- _WHAT NEEDS TO BE DONE_:
In the items below, report every line that contains the word "screen", copying each such line in full.

--

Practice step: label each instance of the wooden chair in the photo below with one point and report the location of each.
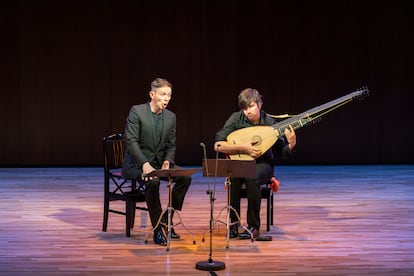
(117, 188)
(267, 193)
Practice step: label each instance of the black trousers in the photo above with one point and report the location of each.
(152, 196)
(264, 172)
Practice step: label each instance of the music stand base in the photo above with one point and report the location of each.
(210, 265)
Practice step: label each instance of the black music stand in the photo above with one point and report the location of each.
(231, 168)
(170, 174)
(224, 168)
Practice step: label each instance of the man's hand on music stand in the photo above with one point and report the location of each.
(146, 169)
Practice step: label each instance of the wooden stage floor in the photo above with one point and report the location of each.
(329, 220)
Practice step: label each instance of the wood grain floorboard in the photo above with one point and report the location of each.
(329, 220)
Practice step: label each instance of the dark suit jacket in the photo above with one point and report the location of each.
(140, 140)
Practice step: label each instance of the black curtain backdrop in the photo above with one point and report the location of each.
(70, 71)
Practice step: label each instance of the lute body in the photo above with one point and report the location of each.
(264, 137)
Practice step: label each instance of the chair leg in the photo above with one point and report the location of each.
(128, 218)
(106, 213)
(268, 213)
(271, 208)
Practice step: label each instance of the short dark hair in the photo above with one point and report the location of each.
(159, 82)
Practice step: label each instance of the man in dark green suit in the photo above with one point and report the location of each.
(150, 135)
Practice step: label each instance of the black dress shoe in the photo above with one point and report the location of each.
(234, 231)
(159, 237)
(246, 235)
(173, 234)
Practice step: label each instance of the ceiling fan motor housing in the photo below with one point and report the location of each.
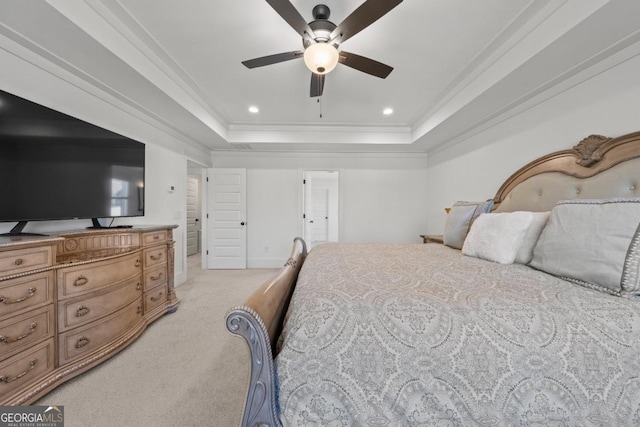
(321, 11)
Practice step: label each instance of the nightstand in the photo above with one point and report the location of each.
(431, 238)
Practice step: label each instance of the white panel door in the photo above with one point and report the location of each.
(192, 216)
(320, 215)
(321, 207)
(226, 227)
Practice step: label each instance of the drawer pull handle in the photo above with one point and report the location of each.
(80, 281)
(32, 329)
(158, 298)
(30, 292)
(82, 341)
(7, 380)
(82, 311)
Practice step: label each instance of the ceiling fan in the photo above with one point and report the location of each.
(321, 39)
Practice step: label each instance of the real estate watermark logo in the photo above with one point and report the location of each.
(31, 416)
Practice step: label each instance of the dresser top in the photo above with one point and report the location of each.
(16, 242)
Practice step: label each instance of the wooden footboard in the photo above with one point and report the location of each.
(259, 322)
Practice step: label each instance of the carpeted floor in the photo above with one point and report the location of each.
(185, 369)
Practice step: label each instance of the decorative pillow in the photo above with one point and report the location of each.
(538, 221)
(497, 237)
(593, 243)
(459, 220)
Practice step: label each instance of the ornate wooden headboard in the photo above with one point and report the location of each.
(597, 167)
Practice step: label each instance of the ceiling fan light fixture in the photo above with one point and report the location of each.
(321, 58)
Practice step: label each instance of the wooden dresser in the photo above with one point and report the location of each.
(72, 300)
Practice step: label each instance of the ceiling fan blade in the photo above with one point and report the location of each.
(317, 84)
(365, 15)
(272, 59)
(291, 15)
(365, 65)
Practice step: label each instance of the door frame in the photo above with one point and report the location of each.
(301, 220)
(206, 244)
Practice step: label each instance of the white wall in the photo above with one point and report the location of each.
(607, 104)
(383, 198)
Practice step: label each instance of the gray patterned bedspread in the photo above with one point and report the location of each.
(420, 335)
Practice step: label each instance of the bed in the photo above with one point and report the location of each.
(401, 335)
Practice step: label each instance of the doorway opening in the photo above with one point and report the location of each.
(320, 207)
(194, 214)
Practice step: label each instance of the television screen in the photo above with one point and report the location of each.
(54, 166)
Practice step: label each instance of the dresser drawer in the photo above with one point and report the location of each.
(78, 311)
(85, 339)
(155, 256)
(26, 367)
(89, 277)
(21, 260)
(155, 276)
(26, 329)
(154, 237)
(24, 293)
(155, 297)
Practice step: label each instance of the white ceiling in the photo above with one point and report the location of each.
(459, 65)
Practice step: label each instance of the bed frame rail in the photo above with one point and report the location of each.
(259, 322)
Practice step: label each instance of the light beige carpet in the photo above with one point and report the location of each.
(185, 369)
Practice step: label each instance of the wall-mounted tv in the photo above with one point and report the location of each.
(54, 166)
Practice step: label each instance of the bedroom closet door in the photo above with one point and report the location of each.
(320, 207)
(227, 217)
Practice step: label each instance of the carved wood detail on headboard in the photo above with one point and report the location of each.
(589, 149)
(592, 155)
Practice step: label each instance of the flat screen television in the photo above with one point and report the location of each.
(54, 167)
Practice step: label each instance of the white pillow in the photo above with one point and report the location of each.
(497, 237)
(538, 221)
(593, 243)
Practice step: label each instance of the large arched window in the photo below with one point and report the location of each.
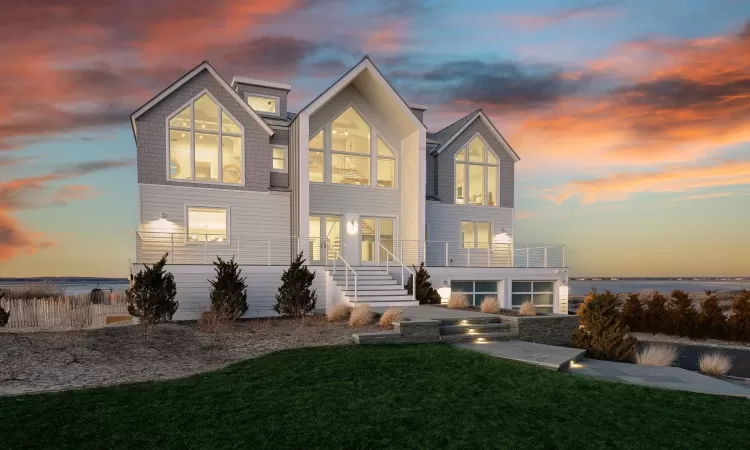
(476, 174)
(205, 143)
(353, 152)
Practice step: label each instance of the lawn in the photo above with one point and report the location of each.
(422, 396)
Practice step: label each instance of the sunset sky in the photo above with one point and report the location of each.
(631, 118)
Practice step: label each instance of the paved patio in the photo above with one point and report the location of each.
(547, 356)
(660, 377)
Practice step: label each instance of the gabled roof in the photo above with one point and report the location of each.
(364, 64)
(452, 131)
(184, 79)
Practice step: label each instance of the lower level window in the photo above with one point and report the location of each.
(540, 293)
(475, 291)
(207, 224)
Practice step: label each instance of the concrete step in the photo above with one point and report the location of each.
(368, 291)
(474, 328)
(480, 337)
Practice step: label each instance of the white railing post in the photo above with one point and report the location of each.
(527, 256)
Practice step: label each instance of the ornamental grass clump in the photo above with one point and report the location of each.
(601, 332)
(338, 312)
(489, 305)
(714, 364)
(657, 355)
(389, 316)
(361, 315)
(458, 301)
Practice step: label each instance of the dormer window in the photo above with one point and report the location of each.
(476, 174)
(264, 104)
(205, 143)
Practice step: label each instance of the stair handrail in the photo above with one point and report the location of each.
(403, 266)
(347, 268)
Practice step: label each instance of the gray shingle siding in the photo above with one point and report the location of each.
(151, 142)
(445, 176)
(244, 89)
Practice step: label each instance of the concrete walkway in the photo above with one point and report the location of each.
(660, 377)
(547, 356)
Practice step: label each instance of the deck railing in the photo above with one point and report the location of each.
(204, 248)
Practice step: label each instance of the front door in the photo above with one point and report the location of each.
(377, 234)
(323, 230)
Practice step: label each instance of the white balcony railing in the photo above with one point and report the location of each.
(203, 249)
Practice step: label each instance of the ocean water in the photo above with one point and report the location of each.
(626, 286)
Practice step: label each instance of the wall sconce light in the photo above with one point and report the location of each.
(445, 291)
(351, 227)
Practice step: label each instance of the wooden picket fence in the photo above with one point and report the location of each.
(62, 313)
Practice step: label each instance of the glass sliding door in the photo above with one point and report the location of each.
(322, 230)
(377, 235)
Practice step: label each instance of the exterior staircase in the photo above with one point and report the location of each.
(375, 287)
(477, 330)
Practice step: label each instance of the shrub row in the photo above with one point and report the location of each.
(678, 315)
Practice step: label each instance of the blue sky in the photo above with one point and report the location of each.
(631, 118)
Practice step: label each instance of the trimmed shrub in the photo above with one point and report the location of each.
(338, 312)
(632, 312)
(657, 355)
(683, 318)
(490, 306)
(601, 332)
(389, 316)
(458, 300)
(656, 313)
(527, 309)
(711, 319)
(739, 321)
(360, 316)
(295, 298)
(151, 299)
(426, 294)
(714, 364)
(228, 290)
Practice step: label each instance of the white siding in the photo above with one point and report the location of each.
(444, 225)
(263, 283)
(255, 218)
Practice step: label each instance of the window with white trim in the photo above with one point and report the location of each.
(476, 174)
(205, 143)
(475, 291)
(278, 158)
(540, 293)
(476, 234)
(263, 104)
(207, 224)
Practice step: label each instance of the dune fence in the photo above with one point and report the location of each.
(60, 313)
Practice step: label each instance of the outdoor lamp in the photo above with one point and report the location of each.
(445, 291)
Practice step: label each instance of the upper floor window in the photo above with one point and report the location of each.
(476, 174)
(264, 104)
(205, 144)
(347, 142)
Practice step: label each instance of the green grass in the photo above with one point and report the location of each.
(426, 396)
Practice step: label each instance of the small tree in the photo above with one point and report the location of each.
(425, 294)
(228, 290)
(711, 319)
(151, 299)
(295, 298)
(656, 315)
(601, 331)
(739, 321)
(683, 318)
(632, 312)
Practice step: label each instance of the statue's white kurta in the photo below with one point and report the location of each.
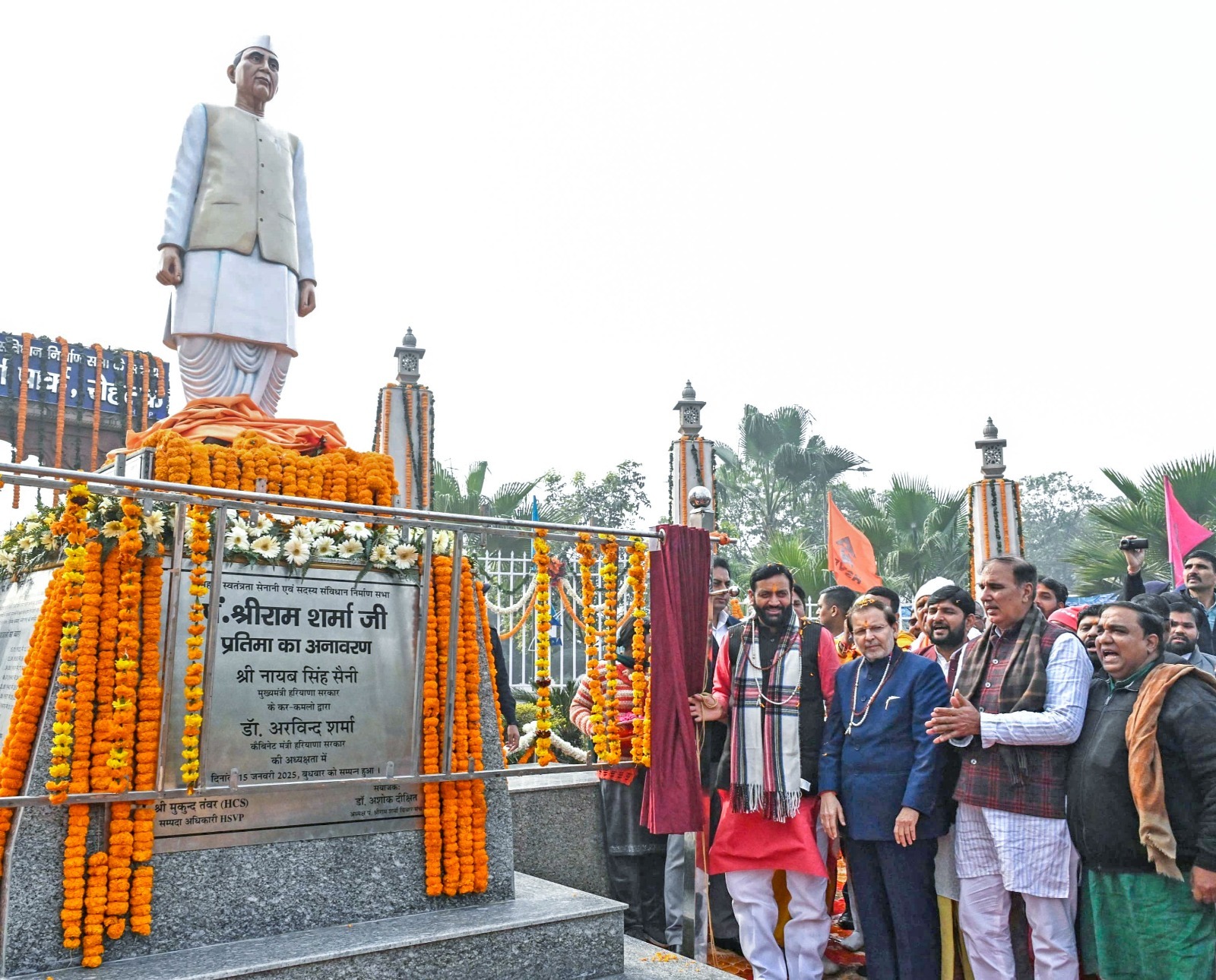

--

- _SOLUTION TO THE EXERCISE_:
Practice step: label each instance of the television screen in the photo above with one point and report the location of each.
Practice step: label each instance of the flat screen television in the photo above with one point and report the location of each.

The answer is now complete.